## [Extrait du texte]
# # # # #

Il décède en 1987 et la voiture est alors léguée à sa succession à Etienne de Valance.
Elle n'est plus équipée du 702 cm3 mais d'un 848 cm3 avec deux carburateurs double corps inversés.
Etienne de Valance la met à la disposition du Musée du Mans où elle reste jusqu’en 2010.
A regret, l'age avançant, il décide de s'en séparer lors de la vente aux enchères organisée lors du Mans Classic.
Elle va cependant, au moins jusqu'en 2016, garder sa place au musée du Mans, mais semble avoir rejoint aujourd'hui une collection privée.
Abandon à la 14ème heure aux 24 Heures du Mans 1962 sur problèmes moteur avec Bernard Boyer et Guy Verrier . |
Seconde de sa classe à la course de côte du Mont-Dore 1962 avec Andrée Guilhaudin. |
Victoire de classe à la course de côte d'Urcy 1962 avec Andrée Guilhaudin. |
4ème de sa classe à la course de côte de Chamrousse 1962 avec Andrée Guilhaudin. |
11ème aux Coupes de Paris 1962 à Monthléry avec André Guilhaudin. |
20ème des 1000 Km de Paris 1962 avec André Guilhaudin et Alain Bertaut. |
Lors du Salon de Paris 1962, Panhard va présenter une version routière de la CD.

# # # # #

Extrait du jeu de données
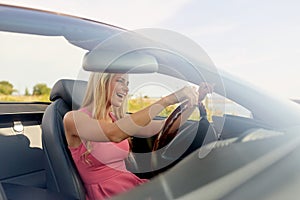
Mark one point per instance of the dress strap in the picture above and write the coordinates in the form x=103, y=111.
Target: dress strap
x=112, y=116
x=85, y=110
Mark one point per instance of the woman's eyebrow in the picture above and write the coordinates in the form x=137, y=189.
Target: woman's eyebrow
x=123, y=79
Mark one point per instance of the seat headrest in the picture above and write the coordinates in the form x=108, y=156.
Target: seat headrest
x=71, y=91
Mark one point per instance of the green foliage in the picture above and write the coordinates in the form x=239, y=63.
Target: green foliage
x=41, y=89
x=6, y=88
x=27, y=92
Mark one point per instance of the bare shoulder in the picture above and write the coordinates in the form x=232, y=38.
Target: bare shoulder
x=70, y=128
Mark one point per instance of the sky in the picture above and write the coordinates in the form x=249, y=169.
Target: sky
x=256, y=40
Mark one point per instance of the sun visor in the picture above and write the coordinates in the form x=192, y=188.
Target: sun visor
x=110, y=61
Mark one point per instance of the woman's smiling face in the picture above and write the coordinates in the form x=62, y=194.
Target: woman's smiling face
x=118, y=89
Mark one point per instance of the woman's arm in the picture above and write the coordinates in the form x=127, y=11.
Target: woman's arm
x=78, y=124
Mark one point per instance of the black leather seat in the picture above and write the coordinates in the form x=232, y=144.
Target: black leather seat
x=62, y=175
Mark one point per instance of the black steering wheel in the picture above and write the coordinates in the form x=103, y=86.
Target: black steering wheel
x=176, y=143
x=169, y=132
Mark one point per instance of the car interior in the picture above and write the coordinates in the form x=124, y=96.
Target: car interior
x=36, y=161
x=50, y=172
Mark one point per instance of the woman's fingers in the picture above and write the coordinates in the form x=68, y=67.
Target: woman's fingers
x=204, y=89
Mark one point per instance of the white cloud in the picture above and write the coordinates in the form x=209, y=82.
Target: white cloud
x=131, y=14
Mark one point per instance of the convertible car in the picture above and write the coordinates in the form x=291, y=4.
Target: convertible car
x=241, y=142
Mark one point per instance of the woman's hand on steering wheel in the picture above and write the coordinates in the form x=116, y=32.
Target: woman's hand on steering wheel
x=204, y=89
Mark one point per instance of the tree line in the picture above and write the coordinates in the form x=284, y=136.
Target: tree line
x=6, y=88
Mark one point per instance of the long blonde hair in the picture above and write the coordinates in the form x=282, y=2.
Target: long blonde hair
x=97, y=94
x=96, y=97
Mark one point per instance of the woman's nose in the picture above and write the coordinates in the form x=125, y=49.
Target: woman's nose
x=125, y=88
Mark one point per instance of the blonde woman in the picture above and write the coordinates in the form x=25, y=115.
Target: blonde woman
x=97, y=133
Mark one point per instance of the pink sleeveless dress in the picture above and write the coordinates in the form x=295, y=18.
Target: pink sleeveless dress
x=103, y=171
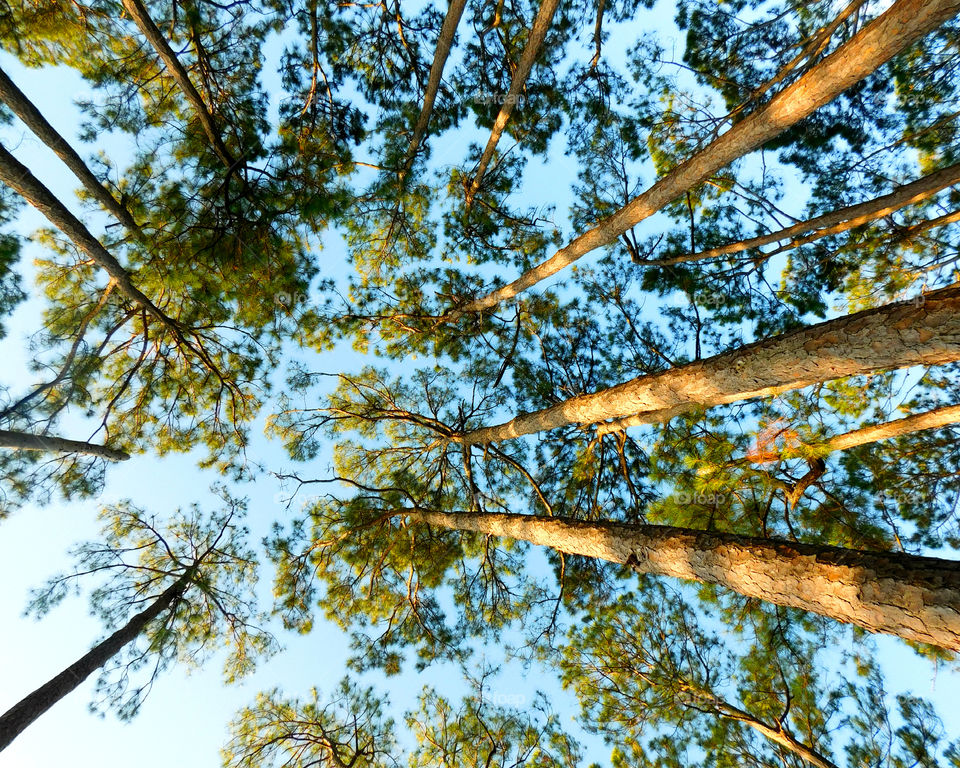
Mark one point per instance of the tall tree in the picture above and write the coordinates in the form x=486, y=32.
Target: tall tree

# # # # #

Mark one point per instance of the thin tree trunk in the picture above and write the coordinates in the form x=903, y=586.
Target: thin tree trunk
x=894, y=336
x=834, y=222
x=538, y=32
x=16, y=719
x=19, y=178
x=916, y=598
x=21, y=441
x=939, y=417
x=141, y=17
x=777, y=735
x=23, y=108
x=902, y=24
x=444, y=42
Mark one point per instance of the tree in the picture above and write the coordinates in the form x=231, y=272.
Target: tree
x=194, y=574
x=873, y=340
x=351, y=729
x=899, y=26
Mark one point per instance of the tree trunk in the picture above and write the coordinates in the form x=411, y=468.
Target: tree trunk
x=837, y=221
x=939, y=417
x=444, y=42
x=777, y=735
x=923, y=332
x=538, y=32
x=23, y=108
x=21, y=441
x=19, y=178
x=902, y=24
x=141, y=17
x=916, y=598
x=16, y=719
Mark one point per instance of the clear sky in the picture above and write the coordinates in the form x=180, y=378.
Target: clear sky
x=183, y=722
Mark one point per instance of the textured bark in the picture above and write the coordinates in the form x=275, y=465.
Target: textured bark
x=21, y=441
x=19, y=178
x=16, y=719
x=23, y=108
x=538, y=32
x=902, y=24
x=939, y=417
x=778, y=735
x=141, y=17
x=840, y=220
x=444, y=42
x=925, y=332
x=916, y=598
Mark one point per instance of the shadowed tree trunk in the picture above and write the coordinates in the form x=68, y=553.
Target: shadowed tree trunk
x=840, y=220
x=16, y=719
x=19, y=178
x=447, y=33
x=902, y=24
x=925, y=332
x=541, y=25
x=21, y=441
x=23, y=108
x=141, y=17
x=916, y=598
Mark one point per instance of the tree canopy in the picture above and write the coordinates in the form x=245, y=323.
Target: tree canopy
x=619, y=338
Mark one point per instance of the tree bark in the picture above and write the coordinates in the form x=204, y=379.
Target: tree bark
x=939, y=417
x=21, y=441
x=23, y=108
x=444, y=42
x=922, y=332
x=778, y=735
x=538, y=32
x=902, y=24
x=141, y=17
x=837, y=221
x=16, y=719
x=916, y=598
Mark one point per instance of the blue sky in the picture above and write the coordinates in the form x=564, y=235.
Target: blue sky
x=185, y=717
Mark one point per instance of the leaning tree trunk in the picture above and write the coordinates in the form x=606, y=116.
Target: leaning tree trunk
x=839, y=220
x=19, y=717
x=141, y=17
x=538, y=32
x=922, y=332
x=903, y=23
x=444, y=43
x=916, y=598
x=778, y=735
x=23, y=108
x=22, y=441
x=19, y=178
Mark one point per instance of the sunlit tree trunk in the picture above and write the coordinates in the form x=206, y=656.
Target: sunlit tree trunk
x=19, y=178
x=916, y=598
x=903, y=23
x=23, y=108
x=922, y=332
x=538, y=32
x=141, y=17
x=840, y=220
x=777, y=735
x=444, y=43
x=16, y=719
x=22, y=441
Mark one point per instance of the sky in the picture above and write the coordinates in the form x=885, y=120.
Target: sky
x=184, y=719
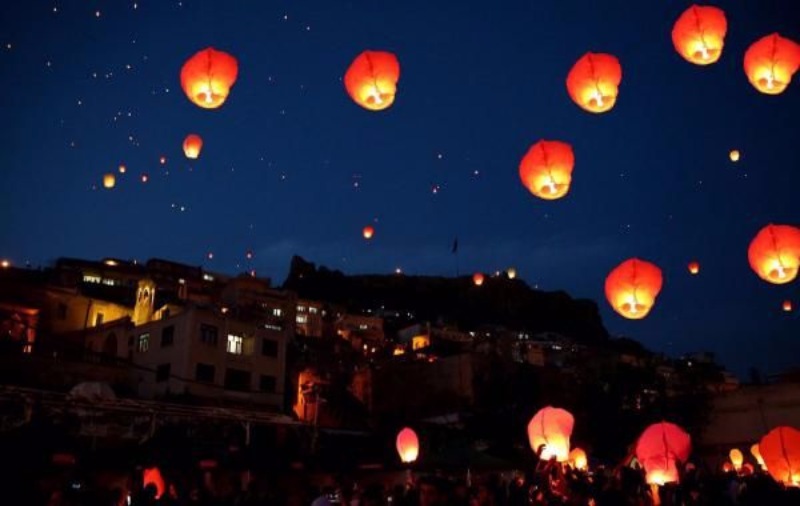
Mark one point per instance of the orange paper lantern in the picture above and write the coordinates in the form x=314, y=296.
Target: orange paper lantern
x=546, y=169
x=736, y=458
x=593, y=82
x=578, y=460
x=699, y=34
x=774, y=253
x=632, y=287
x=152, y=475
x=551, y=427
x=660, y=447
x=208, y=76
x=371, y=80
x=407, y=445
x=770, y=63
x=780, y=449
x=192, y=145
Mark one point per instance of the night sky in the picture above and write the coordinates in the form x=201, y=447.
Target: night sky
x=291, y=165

# # # # #

## [Consigne 1]
Recopiez le passage du texte sur la voiture de course qui commence à "Il décède en" et se termine à "double corps inversés.".
## [Consigne 2]
Écrivez la suite du texte sur la voiture de course, en reprenant juste après sa dernière phrase.

## [Résultat 1]
Il décède en 1987 et la voiture est alors léguée à sa succession à Etienne de Valance.
Elle n'est plus équipée du 702 cm3 mais d'un 848 cm3 avec deux carburateurs double corps inversés.

## [Résultat 2]
Civilisée et désormais baptisée Panhard CD, elle n'en reste pas moins une extrapolation directe des berlinettes de course.
Elle va être déclinée en deux versions, une "Grand Tourisme" motorisée par un Tigre de 848 cc à simple carburateur et donnée pour 165 km/h et une "Rallye" équipée de deux carburateurs donnée pour 180 km/h.
Des problèmes techniques vont retarder le début de la production mais 159 Panhard CD vont tout de même être produites entre avril 1963 et l’absorption de la marque par Citroën en 1965.